### [TEXT TO READ]
Secrets Left to Post: 02 pages, 040 secrets from Secret Submission Post #453.
Secrets Not Posted: [ 0 - broken links ], [ 0 - not!secrets ], [ 0 - not!fandom ], [ 0 - too big ], [ 0 - repeat ].
Current Secret Submissions Post: here.
Suggestions, comments, and concerns should go here.

(Anonymous) 2015-09-05 08:09 pm (UTC)(link)
If you are going to set something in colonial-era Africa, it would be better to reflect both the existence of black people and the evil of colonialism. But depicting one of those things is still better than depicting neither of them.

Really the best thing to do would be, instead of doing a fucking safari movie shoot or whatever, do an Out of Africa thing instead

that book fucking rules and I would also have expected it to resonate with Tay Tay thematically but idk

(Anonymous) 2015-09-05 08:17 pm (UTC)(link)
Yes. Because when I watch my Taylor Swift romance music videos, I am looking for political statements about colonial-era Africa~

(Anonymous) 2015-09-05 08:18 pm (UTC)(link)

Object point labels:
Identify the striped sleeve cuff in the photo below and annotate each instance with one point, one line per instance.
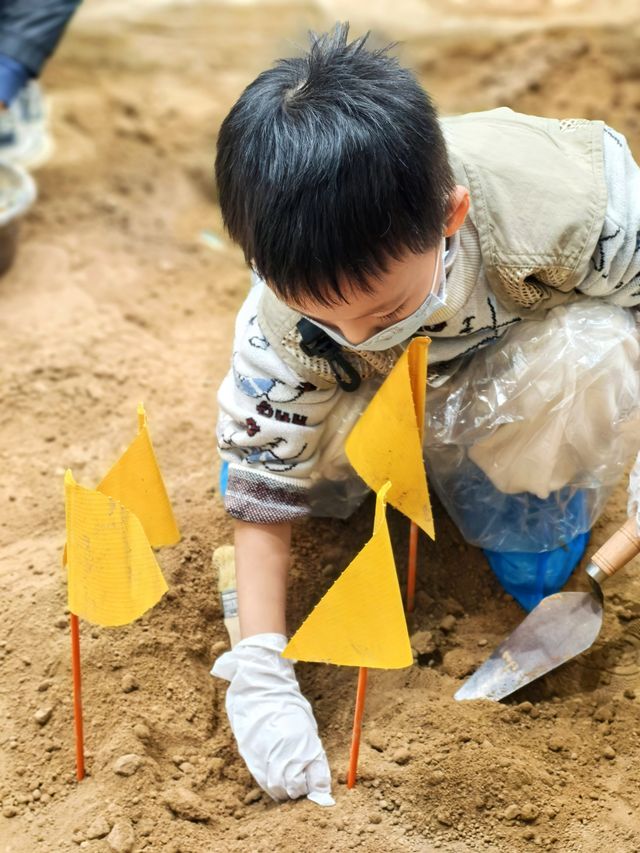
(250, 496)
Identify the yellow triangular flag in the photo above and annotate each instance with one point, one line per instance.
(135, 480)
(385, 444)
(113, 577)
(360, 621)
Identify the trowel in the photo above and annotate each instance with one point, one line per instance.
(562, 626)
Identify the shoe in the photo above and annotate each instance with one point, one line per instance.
(24, 136)
(530, 577)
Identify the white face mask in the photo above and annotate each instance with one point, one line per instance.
(399, 332)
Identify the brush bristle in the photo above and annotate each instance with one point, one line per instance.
(224, 566)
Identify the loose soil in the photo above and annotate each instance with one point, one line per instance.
(116, 297)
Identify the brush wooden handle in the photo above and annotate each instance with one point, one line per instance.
(616, 552)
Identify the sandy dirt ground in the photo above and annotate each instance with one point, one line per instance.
(115, 298)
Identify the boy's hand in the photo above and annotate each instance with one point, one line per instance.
(273, 723)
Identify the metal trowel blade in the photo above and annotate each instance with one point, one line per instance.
(559, 628)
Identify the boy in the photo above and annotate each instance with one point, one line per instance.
(366, 220)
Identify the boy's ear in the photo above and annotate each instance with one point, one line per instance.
(459, 202)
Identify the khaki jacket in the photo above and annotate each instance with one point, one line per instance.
(538, 203)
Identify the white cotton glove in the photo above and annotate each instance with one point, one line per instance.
(273, 723)
(634, 493)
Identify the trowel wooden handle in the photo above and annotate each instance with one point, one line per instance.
(619, 549)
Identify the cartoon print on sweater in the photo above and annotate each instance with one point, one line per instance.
(264, 455)
(271, 389)
(257, 341)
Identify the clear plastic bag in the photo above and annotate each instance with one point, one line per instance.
(633, 507)
(526, 438)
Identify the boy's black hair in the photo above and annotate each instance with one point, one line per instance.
(330, 164)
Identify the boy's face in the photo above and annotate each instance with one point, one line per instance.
(395, 294)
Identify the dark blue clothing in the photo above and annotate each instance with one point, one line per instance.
(29, 33)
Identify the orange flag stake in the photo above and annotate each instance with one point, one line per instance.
(357, 727)
(77, 696)
(112, 576)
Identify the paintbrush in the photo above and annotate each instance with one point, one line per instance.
(223, 561)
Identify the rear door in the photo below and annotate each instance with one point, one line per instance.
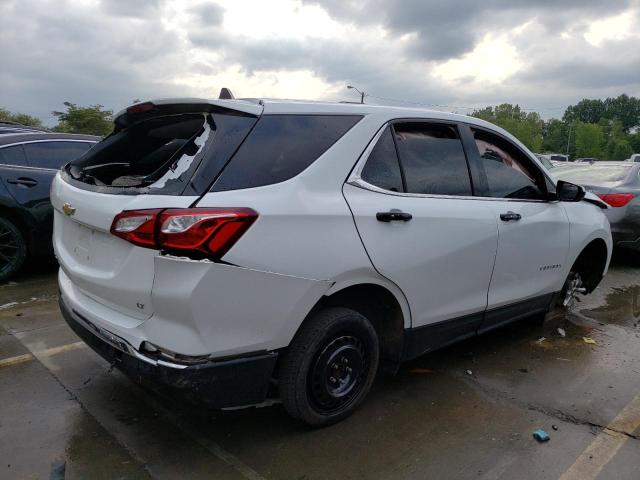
(533, 239)
(412, 200)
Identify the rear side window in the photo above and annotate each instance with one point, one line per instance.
(509, 172)
(433, 159)
(54, 154)
(13, 156)
(280, 147)
(382, 168)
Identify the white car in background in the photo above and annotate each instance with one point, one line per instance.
(238, 249)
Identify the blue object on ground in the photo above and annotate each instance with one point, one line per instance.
(541, 435)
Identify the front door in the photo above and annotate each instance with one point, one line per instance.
(533, 232)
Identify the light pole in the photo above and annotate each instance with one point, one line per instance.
(362, 94)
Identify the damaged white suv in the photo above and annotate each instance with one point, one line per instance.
(237, 250)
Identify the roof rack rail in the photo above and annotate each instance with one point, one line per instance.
(225, 94)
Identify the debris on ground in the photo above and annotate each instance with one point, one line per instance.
(422, 370)
(541, 435)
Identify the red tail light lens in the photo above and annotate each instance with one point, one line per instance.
(210, 231)
(136, 226)
(617, 199)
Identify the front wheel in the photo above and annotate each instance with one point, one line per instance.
(329, 367)
(13, 249)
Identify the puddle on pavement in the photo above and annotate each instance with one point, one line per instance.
(622, 307)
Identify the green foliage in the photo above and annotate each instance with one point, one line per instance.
(92, 120)
(589, 140)
(526, 127)
(623, 108)
(21, 118)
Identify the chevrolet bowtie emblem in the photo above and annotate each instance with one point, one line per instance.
(68, 209)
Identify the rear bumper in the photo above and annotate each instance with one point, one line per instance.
(219, 384)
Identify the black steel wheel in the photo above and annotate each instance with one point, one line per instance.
(13, 249)
(329, 367)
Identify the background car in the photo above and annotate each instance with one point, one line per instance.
(28, 163)
(618, 184)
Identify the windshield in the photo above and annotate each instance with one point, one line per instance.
(595, 174)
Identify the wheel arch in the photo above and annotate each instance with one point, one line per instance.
(383, 305)
(592, 262)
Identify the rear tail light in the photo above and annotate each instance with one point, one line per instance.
(617, 199)
(208, 231)
(136, 226)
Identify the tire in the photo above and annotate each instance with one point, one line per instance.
(572, 286)
(13, 249)
(317, 382)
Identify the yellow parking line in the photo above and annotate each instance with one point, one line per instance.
(606, 444)
(49, 352)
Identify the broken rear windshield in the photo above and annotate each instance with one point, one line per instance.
(161, 155)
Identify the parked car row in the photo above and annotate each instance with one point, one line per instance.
(618, 184)
(28, 163)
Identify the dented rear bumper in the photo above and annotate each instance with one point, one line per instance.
(220, 384)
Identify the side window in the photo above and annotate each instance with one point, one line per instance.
(12, 155)
(280, 147)
(509, 172)
(382, 168)
(54, 154)
(433, 159)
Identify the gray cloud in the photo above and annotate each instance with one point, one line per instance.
(121, 50)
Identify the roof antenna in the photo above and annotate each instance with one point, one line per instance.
(225, 94)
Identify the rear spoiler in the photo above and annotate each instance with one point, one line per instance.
(139, 112)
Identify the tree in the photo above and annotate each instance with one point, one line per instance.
(554, 136)
(590, 140)
(21, 118)
(92, 120)
(586, 111)
(618, 146)
(625, 109)
(526, 127)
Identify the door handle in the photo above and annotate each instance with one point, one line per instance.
(393, 215)
(25, 181)
(510, 217)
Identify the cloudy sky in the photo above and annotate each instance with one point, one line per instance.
(454, 54)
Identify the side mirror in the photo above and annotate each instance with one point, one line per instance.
(569, 192)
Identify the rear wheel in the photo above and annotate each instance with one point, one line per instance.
(573, 286)
(13, 249)
(329, 367)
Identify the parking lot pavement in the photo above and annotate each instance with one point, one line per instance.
(467, 411)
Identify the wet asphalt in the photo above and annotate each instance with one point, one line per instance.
(467, 411)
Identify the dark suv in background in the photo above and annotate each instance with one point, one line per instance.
(28, 163)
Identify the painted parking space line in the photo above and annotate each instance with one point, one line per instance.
(606, 444)
(49, 352)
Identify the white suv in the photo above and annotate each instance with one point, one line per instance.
(237, 249)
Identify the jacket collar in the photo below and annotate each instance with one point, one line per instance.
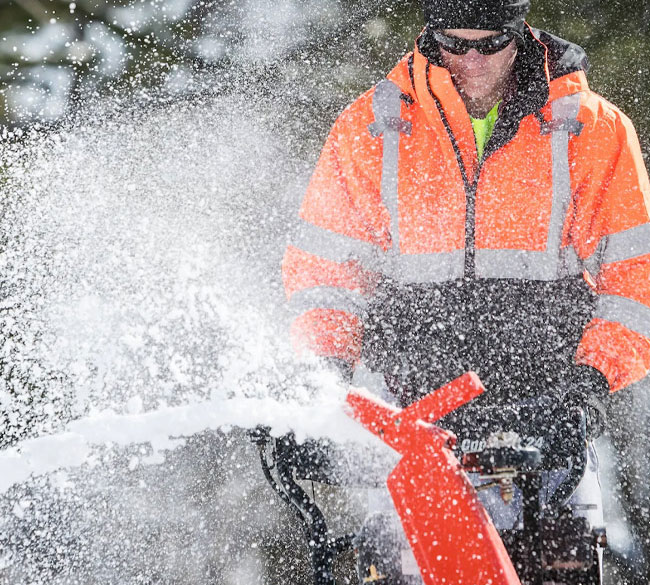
(546, 68)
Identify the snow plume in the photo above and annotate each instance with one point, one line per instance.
(142, 304)
(140, 265)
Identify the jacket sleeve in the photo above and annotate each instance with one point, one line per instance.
(616, 226)
(328, 268)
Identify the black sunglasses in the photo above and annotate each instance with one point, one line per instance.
(485, 46)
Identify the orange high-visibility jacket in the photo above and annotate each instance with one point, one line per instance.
(400, 196)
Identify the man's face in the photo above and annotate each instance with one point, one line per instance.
(477, 76)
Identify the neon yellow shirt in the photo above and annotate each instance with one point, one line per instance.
(483, 129)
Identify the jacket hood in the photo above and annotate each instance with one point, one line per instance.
(547, 67)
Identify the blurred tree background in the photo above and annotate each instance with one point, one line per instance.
(59, 58)
(56, 54)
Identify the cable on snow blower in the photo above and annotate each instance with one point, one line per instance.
(448, 529)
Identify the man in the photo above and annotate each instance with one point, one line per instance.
(480, 209)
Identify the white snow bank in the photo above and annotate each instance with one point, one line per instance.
(165, 428)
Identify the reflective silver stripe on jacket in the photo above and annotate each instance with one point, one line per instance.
(387, 108)
(336, 247)
(328, 297)
(555, 262)
(627, 244)
(423, 268)
(635, 316)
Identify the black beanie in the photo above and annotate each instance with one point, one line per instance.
(476, 14)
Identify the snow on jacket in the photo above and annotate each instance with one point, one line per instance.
(424, 262)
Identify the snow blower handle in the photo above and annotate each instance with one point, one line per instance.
(449, 531)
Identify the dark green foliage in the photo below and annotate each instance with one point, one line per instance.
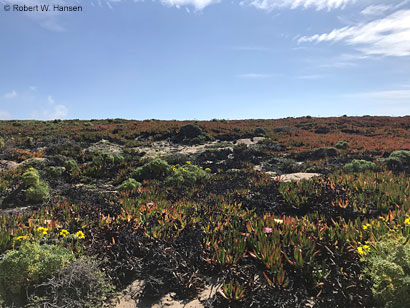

### [TASKS TO CARRY OUT]
• 1. Copy, word for word, the stretch of the comment thread about the colonial-era Africa music video from "Secrets Not Posted: [ 0" through "should go here.".
• 2. Write the next part of the comment thread about the colonial-era Africa music video, starting right after its final line.

### [ANSWERS]
• 1.
Secrets Not Posted: [ 0 - broken links ], [ 0 - not!secrets ], [ 0 - not!fandom ], [ 0 - too big ], [ 0 - repeat ].
Current Secret Submissions Post: here.
Suggestions, comments, and concerns should go here.

• 2.
Doesn't matter if you're looking for it or not, the politics are there regardless.

(Anonymous) 2015-09-05 08:19 pm (UTC)(link)
No. No they are not...It is a video that takes place on a film set.

(Anonymous) 2015-09-05 08:21 pm (UTC)(link)
It is a thing that exists in the world.

(Anonymous) 2015-09-05 08:27 pm (UTC)(link)
Bah! So we should also accuse Taylor Swift of homophobia because her video didn't address how gay people were treated in the 50s? HER VIDEO DOESN'T EVEN ADDRESS THE KOREAN WAR! Or the Cuban Revolution.

(Anonymous) 2015-09-05 08:29 pm (UTC)(link)
the video isn't set during the korean war or the cuban revolution

(Anonymous) 2015-09-05 08:32 pm (UTC)(link)
It is set during the 1950s. Korean War and Cuban Revolution were also during the 1950s. Also, the first Sudanese War.

(Anonymous) 2015-09-05 09:31 pm (UTC)(link)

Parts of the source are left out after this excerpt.